==== Source information

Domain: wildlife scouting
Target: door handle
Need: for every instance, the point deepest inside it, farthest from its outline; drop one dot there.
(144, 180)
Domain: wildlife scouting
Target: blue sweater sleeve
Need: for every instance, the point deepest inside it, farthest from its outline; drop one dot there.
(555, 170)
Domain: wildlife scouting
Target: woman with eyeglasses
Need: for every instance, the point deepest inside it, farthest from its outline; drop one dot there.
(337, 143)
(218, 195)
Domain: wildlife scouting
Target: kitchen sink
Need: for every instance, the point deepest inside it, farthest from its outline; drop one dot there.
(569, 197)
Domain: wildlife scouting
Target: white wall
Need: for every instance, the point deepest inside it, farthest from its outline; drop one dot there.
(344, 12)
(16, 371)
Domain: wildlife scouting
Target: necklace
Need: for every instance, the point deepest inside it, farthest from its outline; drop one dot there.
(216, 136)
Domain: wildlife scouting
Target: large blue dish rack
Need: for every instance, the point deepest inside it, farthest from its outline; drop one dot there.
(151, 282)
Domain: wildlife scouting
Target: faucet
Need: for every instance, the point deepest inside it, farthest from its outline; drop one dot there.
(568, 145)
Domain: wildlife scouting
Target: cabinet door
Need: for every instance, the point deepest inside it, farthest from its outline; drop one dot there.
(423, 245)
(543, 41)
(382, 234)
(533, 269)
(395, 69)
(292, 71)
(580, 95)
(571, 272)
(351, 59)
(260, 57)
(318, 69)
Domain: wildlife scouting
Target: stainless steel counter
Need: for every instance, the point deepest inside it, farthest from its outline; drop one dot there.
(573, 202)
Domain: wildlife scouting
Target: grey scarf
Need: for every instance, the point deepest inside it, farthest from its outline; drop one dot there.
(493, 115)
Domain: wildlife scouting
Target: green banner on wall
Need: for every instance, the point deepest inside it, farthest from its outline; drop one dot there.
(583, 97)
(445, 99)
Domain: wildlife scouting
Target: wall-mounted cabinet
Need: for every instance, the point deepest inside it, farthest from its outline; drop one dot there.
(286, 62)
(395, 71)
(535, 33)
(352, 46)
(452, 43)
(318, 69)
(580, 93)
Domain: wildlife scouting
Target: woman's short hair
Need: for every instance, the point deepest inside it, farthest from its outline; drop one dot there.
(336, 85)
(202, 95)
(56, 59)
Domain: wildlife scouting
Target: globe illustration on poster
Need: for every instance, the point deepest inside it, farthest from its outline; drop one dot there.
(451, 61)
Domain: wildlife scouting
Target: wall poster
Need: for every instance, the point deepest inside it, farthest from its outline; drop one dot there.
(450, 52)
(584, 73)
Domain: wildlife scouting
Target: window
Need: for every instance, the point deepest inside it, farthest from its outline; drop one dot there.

========

## Try it
For the records above, state how many lines contain the word "blue". Give only the number.

## Written response
2